### DOCUMENT SEGMENT
[BEGIN]
6.1.1.  Identifying Wavelengths and Signals

   As previously stated, a global-fixed mapping between wavelengths and
   labels simplifies the characterization of WDM links and WSON devices.
   Furthermore, a mapping like the one described in [RFC6205] provides
   fixed mapping for communication between PCE and WSON PCCs.

6.1.2.  WSON Signals and Network Element Processing

   As discussed in Section 3.3.2, a WSON signal at any point along its
   path can be characterized by the (a) modulation format, (b) FEC, (c)
   wavelength, (d) bitrate, and (e) G-PID.

   Currently, G-PID, wavelength (via labels), and bitrate (via bandwidth
   encoding) are supported in [RFC3471] and [RFC3473].  These RFCs can
   accommodate the wavelength changing at any node along the LSP and can
   thus provide explicit control of wavelength converters.

   In the fixed regeneration point scenario described in Section 5.5.1,
   no enhancements are required to signaling since there are no
   additional configuration options for the LSP at a node.
[END]
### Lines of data
[BEGIN]
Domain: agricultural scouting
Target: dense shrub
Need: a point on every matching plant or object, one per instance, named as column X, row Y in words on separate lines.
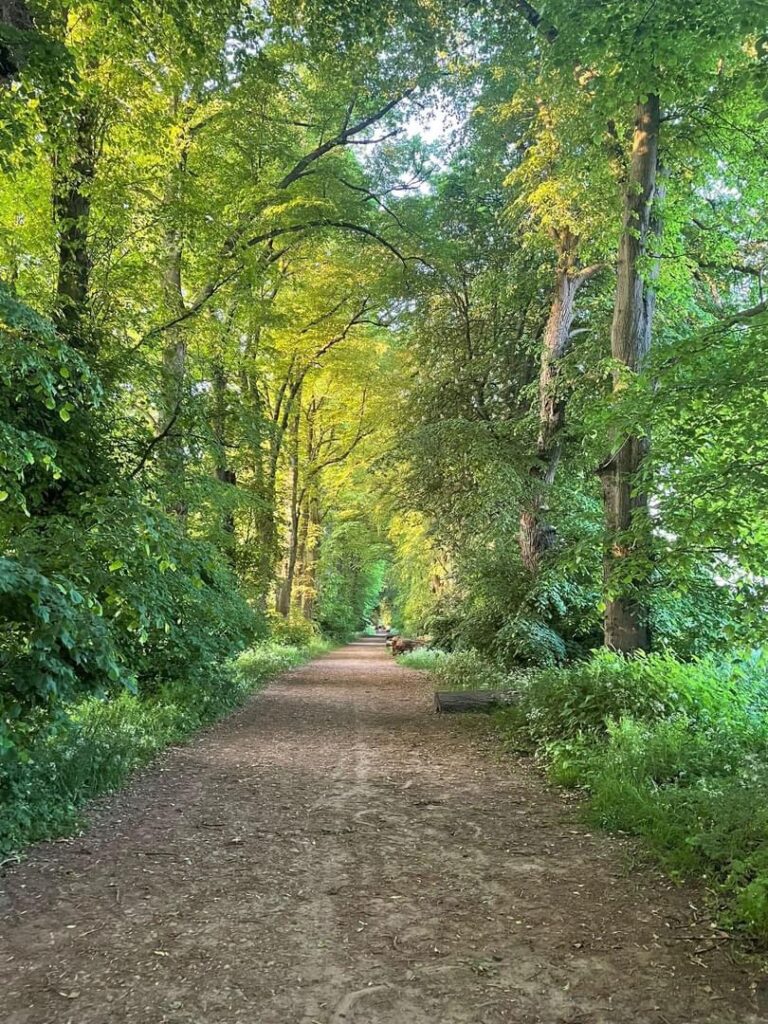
column 293, row 630
column 99, row 741
column 465, row 670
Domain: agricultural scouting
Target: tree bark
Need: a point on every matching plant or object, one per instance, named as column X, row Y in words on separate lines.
column 285, row 593
column 536, row 535
column 223, row 472
column 73, row 178
column 626, row 510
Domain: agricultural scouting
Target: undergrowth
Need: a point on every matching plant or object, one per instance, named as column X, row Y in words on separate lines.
column 464, row 670
column 675, row 753
column 100, row 741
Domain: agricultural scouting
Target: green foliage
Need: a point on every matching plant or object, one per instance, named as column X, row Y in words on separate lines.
column 292, row 631
column 674, row 753
column 426, row 658
column 98, row 741
column 462, row 670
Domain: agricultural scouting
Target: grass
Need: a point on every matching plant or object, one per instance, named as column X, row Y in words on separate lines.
column 465, row 670
column 101, row 742
column 674, row 753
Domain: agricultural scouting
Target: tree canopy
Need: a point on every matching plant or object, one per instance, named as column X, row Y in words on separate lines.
column 446, row 315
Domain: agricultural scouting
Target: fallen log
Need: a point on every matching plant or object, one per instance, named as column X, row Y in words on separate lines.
column 449, row 701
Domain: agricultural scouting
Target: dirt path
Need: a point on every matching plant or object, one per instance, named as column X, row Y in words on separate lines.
column 336, row 854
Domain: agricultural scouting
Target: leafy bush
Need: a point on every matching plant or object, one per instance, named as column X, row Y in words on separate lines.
column 95, row 747
column 426, row 658
column 675, row 753
column 461, row 670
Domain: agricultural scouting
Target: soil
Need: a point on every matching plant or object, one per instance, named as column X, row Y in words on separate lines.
column 336, row 853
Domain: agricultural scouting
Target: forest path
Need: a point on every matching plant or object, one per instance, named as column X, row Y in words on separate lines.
column 336, row 854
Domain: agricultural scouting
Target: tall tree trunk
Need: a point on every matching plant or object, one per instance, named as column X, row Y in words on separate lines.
column 285, row 592
column 537, row 536
column 314, row 526
column 224, row 473
column 73, row 178
column 626, row 510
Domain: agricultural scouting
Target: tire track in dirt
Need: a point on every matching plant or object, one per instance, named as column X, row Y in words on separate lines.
column 337, row 854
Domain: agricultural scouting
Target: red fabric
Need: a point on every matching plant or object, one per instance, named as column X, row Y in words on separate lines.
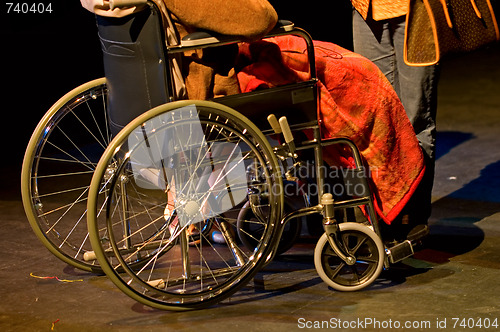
column 356, row 101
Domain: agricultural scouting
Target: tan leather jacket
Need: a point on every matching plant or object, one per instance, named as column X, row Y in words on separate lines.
column 381, row 9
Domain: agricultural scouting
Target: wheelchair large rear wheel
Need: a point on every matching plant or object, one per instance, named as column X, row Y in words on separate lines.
column 57, row 169
column 170, row 174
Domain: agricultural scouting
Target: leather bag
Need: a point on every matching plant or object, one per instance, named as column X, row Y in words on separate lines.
column 435, row 28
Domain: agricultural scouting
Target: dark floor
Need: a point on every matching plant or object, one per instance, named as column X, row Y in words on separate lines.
column 452, row 283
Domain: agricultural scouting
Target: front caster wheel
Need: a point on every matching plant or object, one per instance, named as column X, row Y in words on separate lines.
column 358, row 241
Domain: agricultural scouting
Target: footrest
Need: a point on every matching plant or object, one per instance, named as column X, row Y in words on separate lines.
column 400, row 251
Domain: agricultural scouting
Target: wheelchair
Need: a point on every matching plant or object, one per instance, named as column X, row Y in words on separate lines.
column 139, row 198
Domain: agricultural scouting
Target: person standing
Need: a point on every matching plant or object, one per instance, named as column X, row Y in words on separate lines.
column 378, row 34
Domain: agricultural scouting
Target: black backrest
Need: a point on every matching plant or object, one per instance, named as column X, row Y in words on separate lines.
column 134, row 65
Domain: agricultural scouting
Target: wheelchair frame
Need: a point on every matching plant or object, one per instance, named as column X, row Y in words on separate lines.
column 349, row 255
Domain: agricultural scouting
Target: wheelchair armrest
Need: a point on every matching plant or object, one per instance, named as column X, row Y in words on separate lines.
column 205, row 38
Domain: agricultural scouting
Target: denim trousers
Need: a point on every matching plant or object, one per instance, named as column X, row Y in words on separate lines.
column 382, row 42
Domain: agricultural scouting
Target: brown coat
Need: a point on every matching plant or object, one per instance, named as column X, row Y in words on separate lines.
column 381, row 9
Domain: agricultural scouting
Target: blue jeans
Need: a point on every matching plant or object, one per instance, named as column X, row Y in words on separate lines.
column 383, row 42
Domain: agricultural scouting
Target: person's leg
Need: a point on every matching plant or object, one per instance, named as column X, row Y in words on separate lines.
column 383, row 42
column 372, row 39
column 418, row 93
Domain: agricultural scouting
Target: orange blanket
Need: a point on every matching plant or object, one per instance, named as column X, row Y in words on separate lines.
column 356, row 101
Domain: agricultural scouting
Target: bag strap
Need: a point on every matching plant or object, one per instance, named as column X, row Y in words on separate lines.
column 449, row 15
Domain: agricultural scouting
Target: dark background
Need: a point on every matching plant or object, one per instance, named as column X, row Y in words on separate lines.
[END]
### TASK OBJECTIVE
Continue the text on WSON signals from where it stops, keeping the same style.

### RESPONSE FOR THIS EXERCISE
   In the case of shared regeneration pools described in Section 5.5.2,
   it is necessary to indicate to a node that it should perform
   regeneration on a particular signal.  Viewed another way, for an LSP,
   it is desirable to specify that certain nodes along the path perform
   regeneration.  Such a capability does not currently exist in GMPLS
   signaling.

   The case of reconfigurable regenerators described in Section 5.5.3 is
   very similar to the previous except that now there are potentially
   many more items that can be configured on a per-node basis for an
   LSP.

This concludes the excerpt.